THE RECORDS
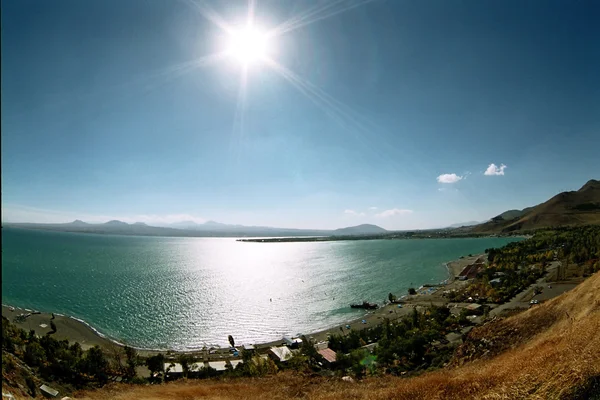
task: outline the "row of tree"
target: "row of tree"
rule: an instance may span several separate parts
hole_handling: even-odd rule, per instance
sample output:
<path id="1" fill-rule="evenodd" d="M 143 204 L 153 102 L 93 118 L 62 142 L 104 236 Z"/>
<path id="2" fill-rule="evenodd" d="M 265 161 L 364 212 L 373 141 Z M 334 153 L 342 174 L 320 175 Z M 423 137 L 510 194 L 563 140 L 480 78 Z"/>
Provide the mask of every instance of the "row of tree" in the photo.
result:
<path id="1" fill-rule="evenodd" d="M 99 346 L 84 351 L 79 343 L 56 340 L 50 334 L 38 337 L 32 330 L 25 330 L 2 317 L 2 350 L 21 359 L 49 382 L 73 385 L 76 388 L 104 384 L 110 375 L 126 379 L 135 377 L 139 360 L 137 352 L 124 347 L 125 364 L 113 357 L 113 363 Z"/>

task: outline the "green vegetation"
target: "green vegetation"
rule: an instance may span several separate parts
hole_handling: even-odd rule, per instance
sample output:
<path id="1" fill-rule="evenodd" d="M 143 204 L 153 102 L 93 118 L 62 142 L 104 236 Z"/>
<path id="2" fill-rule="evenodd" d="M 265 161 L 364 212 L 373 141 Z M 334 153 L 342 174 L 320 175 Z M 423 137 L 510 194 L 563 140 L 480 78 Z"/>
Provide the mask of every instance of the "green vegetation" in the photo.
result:
<path id="1" fill-rule="evenodd" d="M 585 274 L 599 271 L 600 227 L 538 231 L 532 238 L 487 249 L 486 253 L 488 265 L 465 290 L 451 293 L 451 300 L 471 297 L 479 303 L 505 302 L 535 283 L 555 260 L 579 264 Z M 415 293 L 414 288 L 409 289 L 409 294 Z M 329 347 L 338 352 L 338 369 L 357 377 L 438 368 L 453 353 L 444 345 L 445 335 L 470 324 L 467 316 L 485 316 L 488 310 L 487 306 L 463 309 L 456 316 L 446 307 L 431 306 L 424 313 L 413 310 L 410 316 L 394 323 L 386 319 L 376 327 L 332 335 Z M 377 343 L 373 356 L 365 347 L 371 343 Z"/>
<path id="2" fill-rule="evenodd" d="M 547 272 L 549 263 L 577 264 L 583 275 L 600 270 L 600 226 L 545 229 L 496 249 L 486 249 L 488 265 L 451 301 L 504 303 Z"/>
<path id="3" fill-rule="evenodd" d="M 159 353 L 155 356 L 148 357 L 146 359 L 146 367 L 150 370 L 152 376 L 164 374 L 165 372 L 165 356 Z"/>
<path id="4" fill-rule="evenodd" d="M 436 229 L 415 232 L 388 232 L 368 235 L 318 236 L 318 237 L 278 237 L 261 239 L 238 239 L 238 242 L 283 243 L 283 242 L 334 242 L 338 240 L 393 240 L 393 239 L 443 239 L 489 237 L 489 233 L 476 233 L 457 229 Z M 515 236 L 514 234 L 495 235 Z"/>
<path id="5" fill-rule="evenodd" d="M 430 306 L 425 312 L 412 314 L 381 325 L 329 337 L 329 348 L 338 353 L 338 369 L 361 377 L 367 373 L 391 373 L 436 368 L 446 363 L 452 351 L 443 345 L 444 336 L 466 325 L 460 316 L 445 306 Z M 367 344 L 377 343 L 373 355 Z"/>
<path id="6" fill-rule="evenodd" d="M 599 271 L 600 227 L 538 231 L 527 240 L 510 243 L 500 249 L 487 249 L 486 253 L 488 264 L 465 290 L 451 293 L 451 300 L 472 297 L 480 303 L 506 301 L 535 283 L 554 261 L 577 264 L 583 275 Z M 539 288 L 534 289 L 539 291 Z M 409 293 L 414 294 L 416 291 L 411 288 Z M 391 293 L 388 299 L 390 302 L 396 300 Z M 488 307 L 483 306 L 477 310 L 462 310 L 458 315 L 453 315 L 445 306 L 431 305 L 424 312 L 413 309 L 410 315 L 394 322 L 385 319 L 380 325 L 363 330 L 340 329 L 340 334 L 329 337 L 329 347 L 337 353 L 337 363 L 333 369 L 339 374 L 351 373 L 360 378 L 378 374 L 405 375 L 442 367 L 451 359 L 454 351 L 446 340 L 446 335 L 460 332 L 463 327 L 470 325 L 467 318 L 469 315 L 485 316 L 487 310 Z M 234 346 L 233 337 L 229 336 L 228 339 L 231 346 Z M 302 340 L 300 351 L 287 363 L 275 363 L 254 352 L 242 350 L 243 362 L 235 368 L 227 363 L 224 376 L 259 377 L 285 369 L 331 374 L 326 371 L 324 359 L 315 349 L 314 343 L 306 337 L 302 337 Z M 376 346 L 369 346 L 371 344 Z M 4 317 L 2 350 L 3 373 L 16 370 L 14 356 L 27 364 L 41 379 L 58 382 L 66 387 L 103 385 L 111 375 L 122 376 L 133 383 L 147 382 L 136 376 L 136 367 L 142 361 L 151 372 L 150 382 L 161 382 L 169 377 L 170 368 L 165 371 L 166 360 L 163 354 L 141 360 L 135 349 L 125 346 L 116 348 L 114 354 L 107 358 L 97 346 L 83 351 L 78 343 L 69 344 L 68 341 L 56 340 L 51 335 L 38 337 L 33 331 L 27 333 L 17 328 Z M 182 366 L 183 377 L 216 376 L 217 372 L 212 368 L 197 368 L 198 361 L 191 355 L 179 355 L 177 362 Z M 23 376 L 30 392 L 35 393 L 33 378 L 30 375 Z"/>
<path id="7" fill-rule="evenodd" d="M 109 373 L 118 373 L 109 366 L 99 347 L 84 352 L 78 343 L 56 340 L 50 335 L 26 334 L 2 317 L 2 350 L 25 362 L 36 375 L 49 382 L 59 382 L 76 388 L 104 384 Z M 8 360 L 8 356 L 6 357 Z M 2 363 L 3 372 L 14 369 L 14 363 Z M 30 391 L 33 390 L 30 388 Z"/>

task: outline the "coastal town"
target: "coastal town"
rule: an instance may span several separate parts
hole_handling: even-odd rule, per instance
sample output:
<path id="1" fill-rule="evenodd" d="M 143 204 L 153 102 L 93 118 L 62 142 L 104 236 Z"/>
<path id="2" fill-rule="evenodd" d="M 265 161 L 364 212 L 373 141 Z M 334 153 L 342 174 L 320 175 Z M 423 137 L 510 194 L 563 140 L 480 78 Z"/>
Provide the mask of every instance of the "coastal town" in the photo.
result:
<path id="1" fill-rule="evenodd" d="M 422 361 L 391 363 L 395 356 L 387 350 L 393 346 L 390 337 L 417 332 L 421 339 L 406 345 L 416 346 L 415 354 L 429 360 L 430 367 L 440 367 L 474 327 L 560 296 L 598 269 L 597 260 L 573 256 L 580 251 L 581 238 L 600 234 L 598 228 L 567 229 L 560 234 L 563 239 L 557 241 L 551 233 L 540 232 L 502 249 L 461 257 L 447 264 L 445 282 L 411 288 L 406 294 L 390 293 L 389 301 L 373 310 L 368 310 L 373 308 L 370 303 L 358 304 L 366 313 L 357 320 L 270 343 L 238 344 L 230 336 L 227 348 L 213 346 L 193 352 L 133 349 L 73 318 L 8 305 L 2 306 L 3 328 L 9 329 L 10 324 L 14 327 L 10 329 L 29 332 L 25 344 L 52 338 L 104 354 L 105 370 L 95 376 L 103 376 L 105 381 L 255 376 L 306 368 L 342 374 L 355 371 L 350 376 L 356 378 L 385 365 L 393 373 L 411 374 L 422 368 Z"/>

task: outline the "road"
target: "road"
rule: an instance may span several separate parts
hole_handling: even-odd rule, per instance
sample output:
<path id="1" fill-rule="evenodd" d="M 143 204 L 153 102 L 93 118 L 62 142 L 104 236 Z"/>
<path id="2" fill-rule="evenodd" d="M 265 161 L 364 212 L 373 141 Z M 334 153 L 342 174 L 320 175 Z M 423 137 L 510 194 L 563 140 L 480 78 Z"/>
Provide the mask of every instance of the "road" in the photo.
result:
<path id="1" fill-rule="evenodd" d="M 515 297 L 510 299 L 508 302 L 501 304 L 498 307 L 491 310 L 489 315 L 493 317 L 493 316 L 500 315 L 505 310 L 514 310 L 514 309 L 518 309 L 518 308 L 529 308 L 529 302 L 534 297 L 536 297 L 534 295 L 533 289 L 536 286 L 542 286 L 542 287 L 546 288 L 548 286 L 548 284 L 546 283 L 546 280 L 549 277 L 553 276 L 554 271 L 559 269 L 560 266 L 561 266 L 560 261 L 552 261 L 550 263 L 550 266 L 548 267 L 548 272 L 546 273 L 546 275 L 544 275 L 543 277 L 538 279 L 535 283 L 529 285 L 521 293 L 517 294 Z M 570 287 L 569 289 L 571 289 L 571 288 L 572 287 Z M 569 290 L 569 289 L 567 289 L 567 290 Z M 558 296 L 561 293 L 563 293 L 563 292 L 556 293 L 556 295 L 554 297 Z M 542 294 L 543 294 L 543 292 L 542 292 Z M 538 295 L 538 296 L 540 296 L 540 295 Z M 546 299 L 544 298 L 544 300 L 546 300 Z"/>

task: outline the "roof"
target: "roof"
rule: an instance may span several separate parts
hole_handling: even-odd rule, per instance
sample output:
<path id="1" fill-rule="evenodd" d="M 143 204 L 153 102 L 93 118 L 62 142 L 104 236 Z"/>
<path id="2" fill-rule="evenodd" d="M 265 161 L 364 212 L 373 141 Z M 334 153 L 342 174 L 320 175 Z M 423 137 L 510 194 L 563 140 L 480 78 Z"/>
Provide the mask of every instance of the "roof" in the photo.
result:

TO DO
Every line containing the word "roof" should be copied from the material.

RESPONSE TO THE EXERCISE
task: outline the "roof"
target: "roof"
Provide the mask of every instance of the "roof" in the photo.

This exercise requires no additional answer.